Extrait du document:
========

Ultime étape au Centre d’une escapade entre amis, Hôi An (province de Quang Nam) nous accueille avec un soleil brûlant. La douche écossaise, après les jours de pluie de Hanoï et les orages vespéraux de Huê (province de Thua Thiên-Huê). La fermeture, pour un mois, de l’aéroport de cette dernière ville m’a permis de découvrir les dessous du col des Nuages.

En effet, tous les avions des amateurs de la Cité impériale étant déroutés sur Dà Nang, ville voisine de Huê, ceux qui veulent aussi profiter des charmes de Hôi An (ancien nom Fai Fo) doivent faire un aller-retour par la route Mandarine.

De Dà Nang, nous sommes donc remontés vers Huê en passant par la route touristique du col des Nuages. Et pour retourner à Hôi An, nous avons choisi la route express qui traverse la montagne.

Après les plages

Habitué des tunnels alpins, celui qui, pendant 6 km, nous fait franchir la ligne climatologique entre Nord et Sud, ne m’impressionne pas beaucoup, si ce n’est le remarquable respect du Code de la route dont font preuve les conducteurs. Notre chauffeur en l’occurrence, qui jusqu’à présent nous a offerts un beau festival de virages coupés, dépassements sans visibilité, queues de poisson, franchissement de lignes blanches et autres pressions amicales mais fermes sur le véhicule précédent, met un point d’honneur à maintenir la nécessaire distance de sécurité avec le camion que nous suivons.

Est-ce la présence de caméras ou le sentiment que cet admirable ouvrage d’art mérite déférence? Toujours est-il que pour la première fois depuis longtemps, notre trajet ressemble davantage à un voyage sur route qu’à une course de stock-car.

Une vue de la plage de Cua Dai, à Hôi An (Centre).

Jouant à saute-mouton avec Dà Nang qui nous avait déjà accueillis à l’arrivée dans le Centre, nous filons vers Hôi An par la route de la mer. Ou plutôt par la route des palissades qui entourent resorts et hôtels de luxe.

========

Extraits de données de régions annotées:
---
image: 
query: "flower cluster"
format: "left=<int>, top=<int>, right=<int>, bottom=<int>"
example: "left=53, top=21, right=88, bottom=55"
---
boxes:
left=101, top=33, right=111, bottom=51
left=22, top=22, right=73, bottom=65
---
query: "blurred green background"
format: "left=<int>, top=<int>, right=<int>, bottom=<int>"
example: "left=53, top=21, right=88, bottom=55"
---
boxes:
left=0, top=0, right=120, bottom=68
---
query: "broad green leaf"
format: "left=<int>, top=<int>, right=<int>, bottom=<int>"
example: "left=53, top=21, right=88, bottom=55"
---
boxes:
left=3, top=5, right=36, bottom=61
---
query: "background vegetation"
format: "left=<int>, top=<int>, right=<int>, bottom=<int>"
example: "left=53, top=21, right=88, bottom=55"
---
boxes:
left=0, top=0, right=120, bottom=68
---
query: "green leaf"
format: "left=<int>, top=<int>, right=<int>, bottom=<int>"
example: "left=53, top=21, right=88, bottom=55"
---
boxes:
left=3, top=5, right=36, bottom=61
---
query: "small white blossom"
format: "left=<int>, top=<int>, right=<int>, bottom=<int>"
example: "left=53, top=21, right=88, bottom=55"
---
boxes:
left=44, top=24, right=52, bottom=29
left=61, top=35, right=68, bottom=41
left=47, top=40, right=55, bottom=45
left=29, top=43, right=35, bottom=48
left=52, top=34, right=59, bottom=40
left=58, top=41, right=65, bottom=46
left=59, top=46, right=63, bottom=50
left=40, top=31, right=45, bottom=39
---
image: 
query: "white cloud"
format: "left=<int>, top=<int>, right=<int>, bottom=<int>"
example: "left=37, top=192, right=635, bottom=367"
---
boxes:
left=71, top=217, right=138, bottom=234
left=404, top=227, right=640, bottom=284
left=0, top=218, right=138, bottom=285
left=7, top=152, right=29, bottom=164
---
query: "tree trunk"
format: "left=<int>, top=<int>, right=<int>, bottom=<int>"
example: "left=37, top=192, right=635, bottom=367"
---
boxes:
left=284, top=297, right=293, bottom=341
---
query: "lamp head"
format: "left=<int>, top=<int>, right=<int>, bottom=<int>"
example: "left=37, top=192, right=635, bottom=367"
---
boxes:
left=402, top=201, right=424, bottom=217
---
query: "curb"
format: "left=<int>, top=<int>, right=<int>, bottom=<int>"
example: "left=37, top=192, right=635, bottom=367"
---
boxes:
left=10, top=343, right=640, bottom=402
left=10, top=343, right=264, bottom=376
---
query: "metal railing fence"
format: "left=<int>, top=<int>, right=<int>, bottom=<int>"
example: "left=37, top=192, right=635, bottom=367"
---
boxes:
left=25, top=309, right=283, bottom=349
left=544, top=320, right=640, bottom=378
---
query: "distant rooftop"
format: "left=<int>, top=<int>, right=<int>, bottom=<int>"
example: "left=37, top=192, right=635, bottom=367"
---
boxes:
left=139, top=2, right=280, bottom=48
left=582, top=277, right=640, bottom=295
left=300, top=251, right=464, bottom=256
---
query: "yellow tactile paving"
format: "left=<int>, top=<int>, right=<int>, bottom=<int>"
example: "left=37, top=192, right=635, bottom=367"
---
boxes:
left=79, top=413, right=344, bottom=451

========

À faire:
1. Énumérez toutes les manœuvres de conduite que l'extrait reproche au chauffeur avant le passage dans le tunnel.
2. D'après l'extrait, pour quelle durée l'aéroport de Huê est-il fermé ?

Réponses par tâche:
1. Les virages coupés, les dépassements sans visibilité, les queues de poisson, le franchissement de lignes blanches et les pressions amicales mais fermes sur le véhicule précédent.

2. Il est fermé pour un mois.